**Text excerpt:**
■ ■ ■

Detail of Jesus on Junius Bassus’ sarcophagus.

Detail of Jesus on Junius Bassus’ sarcophagus. (Steven Zucker/CC BY NC SA 2.0)

Junius Bassus’ Transition

The sarcophagus of Junius Bassus once spoke volumes to its audience. Not only was it among the earliest visuals of Jesus of Nazareth in the newly Christian world, but it is also special because it provides Christian scenes on a coffin.

Bacchus was often associated with death; the transformative qualities of his character usually referred to one's mental state (due to alcohol) and one's physical state (as Bacchus himself is a twice-born god). Christianity has a similar emphasis on the afterlife. The use of a sarcophagus as an early medium for Christian visuals would therefore still speak to both religious sects, though with the former quite obviously on the way out the door.

Bacchus’ by Caravaggio.

‘Bacchus’ by Caravaggio. (Public Domain)

■ ■ ■

**Record excerpts:**
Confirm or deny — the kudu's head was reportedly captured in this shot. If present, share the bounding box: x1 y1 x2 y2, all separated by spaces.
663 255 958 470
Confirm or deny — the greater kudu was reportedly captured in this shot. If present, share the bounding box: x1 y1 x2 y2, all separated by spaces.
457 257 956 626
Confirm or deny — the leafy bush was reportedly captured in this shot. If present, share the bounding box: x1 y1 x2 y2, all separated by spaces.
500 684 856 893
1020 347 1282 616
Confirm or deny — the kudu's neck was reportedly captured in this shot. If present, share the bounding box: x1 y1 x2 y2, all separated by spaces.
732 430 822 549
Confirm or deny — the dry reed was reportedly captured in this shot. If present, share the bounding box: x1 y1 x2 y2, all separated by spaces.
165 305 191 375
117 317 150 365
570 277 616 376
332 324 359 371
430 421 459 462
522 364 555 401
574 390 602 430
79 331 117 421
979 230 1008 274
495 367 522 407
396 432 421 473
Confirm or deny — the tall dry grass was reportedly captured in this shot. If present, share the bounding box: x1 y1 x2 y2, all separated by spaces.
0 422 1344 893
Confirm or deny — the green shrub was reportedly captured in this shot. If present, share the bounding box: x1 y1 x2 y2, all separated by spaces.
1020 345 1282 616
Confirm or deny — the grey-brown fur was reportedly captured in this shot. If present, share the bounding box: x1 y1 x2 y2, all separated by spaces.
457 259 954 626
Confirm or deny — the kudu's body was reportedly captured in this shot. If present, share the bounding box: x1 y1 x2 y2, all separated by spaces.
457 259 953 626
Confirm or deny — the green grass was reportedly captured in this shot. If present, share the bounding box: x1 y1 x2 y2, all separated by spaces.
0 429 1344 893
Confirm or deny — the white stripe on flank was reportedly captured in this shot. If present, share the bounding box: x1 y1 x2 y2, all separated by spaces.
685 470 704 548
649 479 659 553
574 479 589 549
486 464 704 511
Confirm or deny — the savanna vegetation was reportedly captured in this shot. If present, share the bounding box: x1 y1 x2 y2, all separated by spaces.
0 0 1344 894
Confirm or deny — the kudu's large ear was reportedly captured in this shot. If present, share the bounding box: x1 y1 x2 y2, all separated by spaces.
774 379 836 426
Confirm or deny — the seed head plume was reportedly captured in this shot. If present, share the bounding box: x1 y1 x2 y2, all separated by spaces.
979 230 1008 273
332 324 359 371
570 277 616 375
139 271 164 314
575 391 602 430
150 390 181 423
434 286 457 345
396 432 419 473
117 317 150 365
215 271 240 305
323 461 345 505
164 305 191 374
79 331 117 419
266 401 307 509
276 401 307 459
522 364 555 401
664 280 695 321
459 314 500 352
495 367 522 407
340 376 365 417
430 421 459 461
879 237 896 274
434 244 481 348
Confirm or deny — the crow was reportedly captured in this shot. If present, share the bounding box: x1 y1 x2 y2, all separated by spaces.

■ ■ ■

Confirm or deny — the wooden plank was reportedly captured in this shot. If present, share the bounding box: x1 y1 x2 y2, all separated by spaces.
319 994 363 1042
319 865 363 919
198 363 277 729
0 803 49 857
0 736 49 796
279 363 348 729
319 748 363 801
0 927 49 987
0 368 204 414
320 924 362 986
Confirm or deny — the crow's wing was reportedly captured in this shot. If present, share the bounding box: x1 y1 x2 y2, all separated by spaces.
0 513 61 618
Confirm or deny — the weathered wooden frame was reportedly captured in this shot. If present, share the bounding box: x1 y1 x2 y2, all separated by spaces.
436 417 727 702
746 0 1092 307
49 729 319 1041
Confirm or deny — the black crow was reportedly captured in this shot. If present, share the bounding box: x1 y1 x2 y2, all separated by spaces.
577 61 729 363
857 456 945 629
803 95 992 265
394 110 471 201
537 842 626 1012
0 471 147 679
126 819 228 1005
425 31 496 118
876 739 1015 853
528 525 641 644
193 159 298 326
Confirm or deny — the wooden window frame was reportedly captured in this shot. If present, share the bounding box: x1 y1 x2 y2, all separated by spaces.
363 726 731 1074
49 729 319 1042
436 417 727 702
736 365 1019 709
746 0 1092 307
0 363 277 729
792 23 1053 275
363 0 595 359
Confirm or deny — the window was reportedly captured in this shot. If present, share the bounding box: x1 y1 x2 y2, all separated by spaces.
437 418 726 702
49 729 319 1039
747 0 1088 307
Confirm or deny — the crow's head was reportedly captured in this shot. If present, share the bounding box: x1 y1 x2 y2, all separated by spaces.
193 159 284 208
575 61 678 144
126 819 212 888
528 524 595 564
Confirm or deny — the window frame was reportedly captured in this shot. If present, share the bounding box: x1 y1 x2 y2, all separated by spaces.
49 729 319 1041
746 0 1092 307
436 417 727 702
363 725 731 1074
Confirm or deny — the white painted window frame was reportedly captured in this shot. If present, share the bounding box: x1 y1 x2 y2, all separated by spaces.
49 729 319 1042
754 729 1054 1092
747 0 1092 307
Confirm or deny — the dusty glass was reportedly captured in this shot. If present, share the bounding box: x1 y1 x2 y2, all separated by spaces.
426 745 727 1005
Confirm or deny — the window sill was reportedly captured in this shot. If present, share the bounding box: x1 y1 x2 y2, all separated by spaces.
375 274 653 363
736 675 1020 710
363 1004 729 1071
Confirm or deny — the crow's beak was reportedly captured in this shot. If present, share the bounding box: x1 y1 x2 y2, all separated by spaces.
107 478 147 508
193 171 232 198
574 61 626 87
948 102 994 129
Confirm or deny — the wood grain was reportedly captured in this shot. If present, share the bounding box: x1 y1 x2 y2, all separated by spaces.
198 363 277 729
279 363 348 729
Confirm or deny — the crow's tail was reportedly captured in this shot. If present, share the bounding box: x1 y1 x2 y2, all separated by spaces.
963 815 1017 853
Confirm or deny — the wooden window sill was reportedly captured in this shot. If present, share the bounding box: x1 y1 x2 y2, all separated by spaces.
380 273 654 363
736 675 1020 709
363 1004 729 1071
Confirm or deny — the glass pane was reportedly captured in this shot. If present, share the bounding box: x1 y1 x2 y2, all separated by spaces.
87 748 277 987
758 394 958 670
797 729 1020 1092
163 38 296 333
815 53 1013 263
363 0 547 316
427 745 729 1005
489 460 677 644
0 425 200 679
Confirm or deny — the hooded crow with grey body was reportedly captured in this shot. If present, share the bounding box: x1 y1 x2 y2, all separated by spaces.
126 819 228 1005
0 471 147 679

■ ■ ■

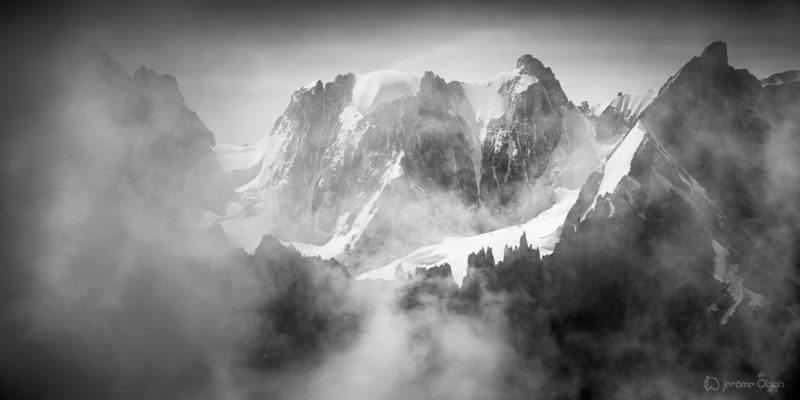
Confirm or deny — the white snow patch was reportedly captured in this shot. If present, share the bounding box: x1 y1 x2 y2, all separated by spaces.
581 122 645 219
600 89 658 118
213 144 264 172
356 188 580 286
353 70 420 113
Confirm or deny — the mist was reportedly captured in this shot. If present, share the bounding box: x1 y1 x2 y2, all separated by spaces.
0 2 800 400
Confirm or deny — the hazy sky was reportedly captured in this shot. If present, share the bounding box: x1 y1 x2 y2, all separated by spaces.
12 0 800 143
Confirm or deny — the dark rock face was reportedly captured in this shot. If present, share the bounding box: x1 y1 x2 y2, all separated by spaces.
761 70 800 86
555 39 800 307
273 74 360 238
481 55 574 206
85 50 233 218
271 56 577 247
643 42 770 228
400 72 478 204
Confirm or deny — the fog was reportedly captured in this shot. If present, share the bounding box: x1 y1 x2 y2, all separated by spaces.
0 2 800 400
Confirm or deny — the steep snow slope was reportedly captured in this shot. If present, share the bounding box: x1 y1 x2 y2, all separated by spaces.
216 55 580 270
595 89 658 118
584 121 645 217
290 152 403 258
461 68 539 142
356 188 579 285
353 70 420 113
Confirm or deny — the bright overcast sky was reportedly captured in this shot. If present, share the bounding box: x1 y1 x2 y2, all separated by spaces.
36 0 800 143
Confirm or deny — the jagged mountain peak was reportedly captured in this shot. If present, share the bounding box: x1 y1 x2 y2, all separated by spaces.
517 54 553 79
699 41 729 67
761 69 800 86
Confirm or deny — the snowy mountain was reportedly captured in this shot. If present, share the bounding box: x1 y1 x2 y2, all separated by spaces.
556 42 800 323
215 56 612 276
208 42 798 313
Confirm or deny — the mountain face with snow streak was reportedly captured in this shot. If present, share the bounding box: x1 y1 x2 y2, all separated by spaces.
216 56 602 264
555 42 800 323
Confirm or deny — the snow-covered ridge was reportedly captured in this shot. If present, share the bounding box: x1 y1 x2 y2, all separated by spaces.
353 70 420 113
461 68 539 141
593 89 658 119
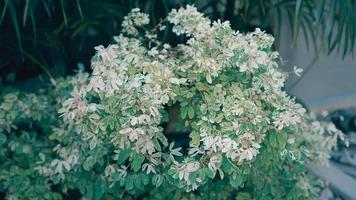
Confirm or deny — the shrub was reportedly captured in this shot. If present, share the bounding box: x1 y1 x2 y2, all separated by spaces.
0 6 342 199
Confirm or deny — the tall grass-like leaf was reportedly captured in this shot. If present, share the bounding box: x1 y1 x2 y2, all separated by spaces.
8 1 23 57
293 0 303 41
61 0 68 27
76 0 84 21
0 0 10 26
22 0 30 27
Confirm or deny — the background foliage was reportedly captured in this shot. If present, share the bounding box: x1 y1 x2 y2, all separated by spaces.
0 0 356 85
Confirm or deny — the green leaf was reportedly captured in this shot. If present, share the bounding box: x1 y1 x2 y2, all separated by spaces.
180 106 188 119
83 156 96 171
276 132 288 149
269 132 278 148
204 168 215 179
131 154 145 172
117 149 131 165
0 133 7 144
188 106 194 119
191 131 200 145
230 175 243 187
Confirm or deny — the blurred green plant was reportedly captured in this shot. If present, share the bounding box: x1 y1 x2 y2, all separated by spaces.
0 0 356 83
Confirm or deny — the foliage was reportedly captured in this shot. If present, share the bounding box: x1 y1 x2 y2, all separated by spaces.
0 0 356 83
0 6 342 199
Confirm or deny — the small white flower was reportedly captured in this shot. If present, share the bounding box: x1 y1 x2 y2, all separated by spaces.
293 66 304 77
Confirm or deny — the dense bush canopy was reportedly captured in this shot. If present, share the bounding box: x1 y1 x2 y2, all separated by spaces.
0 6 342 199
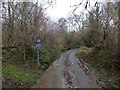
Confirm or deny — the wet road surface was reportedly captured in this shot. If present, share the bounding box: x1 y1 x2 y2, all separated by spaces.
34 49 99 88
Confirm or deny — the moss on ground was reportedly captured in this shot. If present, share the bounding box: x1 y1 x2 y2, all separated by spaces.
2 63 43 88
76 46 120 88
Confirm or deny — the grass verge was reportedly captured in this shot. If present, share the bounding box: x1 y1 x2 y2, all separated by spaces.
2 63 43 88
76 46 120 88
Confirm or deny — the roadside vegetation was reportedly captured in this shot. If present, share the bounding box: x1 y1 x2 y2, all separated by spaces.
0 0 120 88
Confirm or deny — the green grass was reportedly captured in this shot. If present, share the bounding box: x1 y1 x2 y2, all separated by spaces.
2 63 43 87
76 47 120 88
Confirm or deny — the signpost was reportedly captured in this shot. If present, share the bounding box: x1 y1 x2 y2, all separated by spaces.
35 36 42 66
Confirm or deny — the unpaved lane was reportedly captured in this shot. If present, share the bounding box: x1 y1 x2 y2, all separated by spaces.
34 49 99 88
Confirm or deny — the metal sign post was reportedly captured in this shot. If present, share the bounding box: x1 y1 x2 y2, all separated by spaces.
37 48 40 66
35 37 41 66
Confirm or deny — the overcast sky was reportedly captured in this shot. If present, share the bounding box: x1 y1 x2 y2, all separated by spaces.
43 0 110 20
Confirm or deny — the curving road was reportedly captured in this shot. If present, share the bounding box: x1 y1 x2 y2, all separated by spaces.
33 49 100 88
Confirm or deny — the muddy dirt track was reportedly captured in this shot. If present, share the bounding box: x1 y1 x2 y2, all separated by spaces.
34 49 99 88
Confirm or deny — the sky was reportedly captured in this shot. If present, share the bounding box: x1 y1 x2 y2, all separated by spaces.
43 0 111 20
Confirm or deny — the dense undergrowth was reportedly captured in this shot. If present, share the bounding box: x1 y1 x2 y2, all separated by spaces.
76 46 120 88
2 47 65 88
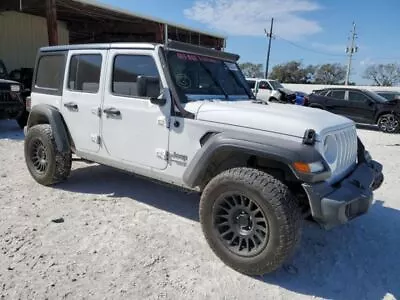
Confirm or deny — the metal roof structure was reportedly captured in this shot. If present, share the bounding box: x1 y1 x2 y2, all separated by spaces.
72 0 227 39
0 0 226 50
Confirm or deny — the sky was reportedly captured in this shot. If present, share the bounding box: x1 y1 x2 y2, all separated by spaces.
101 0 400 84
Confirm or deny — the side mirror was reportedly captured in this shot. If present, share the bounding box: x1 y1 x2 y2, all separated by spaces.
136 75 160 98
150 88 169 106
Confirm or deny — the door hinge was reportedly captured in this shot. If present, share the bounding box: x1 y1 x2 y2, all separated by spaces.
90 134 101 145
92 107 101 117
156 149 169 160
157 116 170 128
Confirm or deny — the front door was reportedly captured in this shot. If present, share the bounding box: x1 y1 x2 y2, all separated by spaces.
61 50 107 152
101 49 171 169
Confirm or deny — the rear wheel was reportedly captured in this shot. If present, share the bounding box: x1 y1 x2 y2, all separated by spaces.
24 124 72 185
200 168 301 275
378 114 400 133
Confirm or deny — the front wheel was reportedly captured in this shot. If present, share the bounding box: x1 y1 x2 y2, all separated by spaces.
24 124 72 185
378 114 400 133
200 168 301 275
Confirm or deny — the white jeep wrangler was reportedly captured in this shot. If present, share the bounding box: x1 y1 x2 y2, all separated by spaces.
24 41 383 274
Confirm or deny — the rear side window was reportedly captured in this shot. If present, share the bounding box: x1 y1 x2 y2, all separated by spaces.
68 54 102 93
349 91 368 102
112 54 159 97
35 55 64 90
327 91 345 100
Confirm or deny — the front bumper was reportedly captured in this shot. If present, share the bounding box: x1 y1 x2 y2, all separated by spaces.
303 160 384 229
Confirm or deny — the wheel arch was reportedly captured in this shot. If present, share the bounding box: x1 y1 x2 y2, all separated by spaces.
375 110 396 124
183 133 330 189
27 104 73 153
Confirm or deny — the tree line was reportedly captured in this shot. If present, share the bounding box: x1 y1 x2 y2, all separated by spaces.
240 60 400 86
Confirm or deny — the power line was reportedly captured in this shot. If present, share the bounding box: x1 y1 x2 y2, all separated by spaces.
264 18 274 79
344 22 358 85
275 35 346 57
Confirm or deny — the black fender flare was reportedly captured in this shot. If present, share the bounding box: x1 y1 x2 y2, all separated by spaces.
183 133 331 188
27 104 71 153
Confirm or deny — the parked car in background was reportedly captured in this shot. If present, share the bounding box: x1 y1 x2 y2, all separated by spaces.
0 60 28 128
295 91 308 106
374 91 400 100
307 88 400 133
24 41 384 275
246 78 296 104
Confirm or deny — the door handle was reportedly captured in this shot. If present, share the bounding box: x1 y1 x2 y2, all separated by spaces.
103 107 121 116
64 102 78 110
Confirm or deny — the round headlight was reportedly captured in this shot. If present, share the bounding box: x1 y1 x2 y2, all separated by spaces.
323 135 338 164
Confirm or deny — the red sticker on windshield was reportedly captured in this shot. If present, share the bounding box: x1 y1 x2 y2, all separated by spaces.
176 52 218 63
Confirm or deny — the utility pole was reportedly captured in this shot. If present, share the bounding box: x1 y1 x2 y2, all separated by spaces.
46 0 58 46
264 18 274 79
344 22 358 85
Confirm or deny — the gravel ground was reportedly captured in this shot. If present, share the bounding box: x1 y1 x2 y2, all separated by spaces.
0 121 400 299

■ ■ ■

**Exercises to complete:**
[a] Answer these questions about the text on Junius Bassus' sarcophagus:
(i) Whom does the sarcophagus show in one of the earliest visuals of the newly Christian world?
(ii) What kind of god does the text say Bacchus himself is?
(iii) Who painted the "Bacchus" shown with the text?
[b] In the records, switch "overcast" to "cloudy" in the part that opens with the line containing "Confirm or deny — the blurred" and closes with the line containing "43 0 110 20". Give back only those lines, with everything else unchanged and the pictures left out.
The records have no connection to the text.

**Answers:**
[a]
(i) Jesus of Nazareth
(ii) A twice-born god
(iii) Caravaggio

[b]
Confirm or deny — the blurred green plant was reportedly captured in this shot. If present, share the bounding box: x1 y1 x2 y2, all separated by spaces.
0 0 356 83
Confirm or deny — the foliage was reportedly captured in this shot. If present, share the bounding box: x1 y1 x2 y2, all separated by spaces.
0 0 356 83
0 6 342 199
Confirm or deny — the small white flower was reportedly captured in this shot. If present, share the bounding box: x1 y1 x2 y2, all separated by spaces.
293 66 304 77
Confirm or deny — the dense bush canopy was reportedly captured in this shot. If present, share the bounding box: x1 y1 x2 y2, all separated by spaces.
0 6 342 199
Confirm or deny — the wet road surface was reportedly captured in this shot. If present, share the bounding box: x1 y1 x2 y2, all separated by spaces.
34 49 99 88
Confirm or deny — the moss on ground was reportedly captured in this shot. If present, share the bounding box: x1 y1 x2 y2, all separated by spaces.
2 63 43 88
76 46 120 88
Confirm or deny — the grass verge was reportedly captured in this shot. If present, share the bounding box: x1 y1 x2 y2, all separated by spaces.
2 63 43 88
76 46 120 88
Confirm or deny — the roadside vegetation was reportedly captured in this shot. If present, share the bounding box: x1 y1 x2 y2, all separated by spaces.
0 0 120 88
Confirm or deny — the green grass was reportedly captured in this shot. If present, share the bounding box: x1 y1 x2 y2, all separated by spaces.
2 63 43 87
76 47 120 88
Confirm or deny — the signpost was reportedly captured in this shot. If present, share the bounding box: x1 y1 x2 y2, all separated by spaces.
35 36 42 66
Confirm or deny — the unpaved lane was reportedly captured in this shot. If present, share the bounding box: x1 y1 x2 y2, all separated by spaces.
34 49 99 88
Confirm or deny — the metal sign post was reportedly captured in this shot. If present, share the bounding box: x1 y1 x2 y2, all separated by spaces.
37 48 40 66
35 37 41 66
Confirm or deny — the cloudy sky was reportedly captured in this shot. If present, share the bounding box: x1 y1 x2 y2, all separated by spaces.
43 0 110 20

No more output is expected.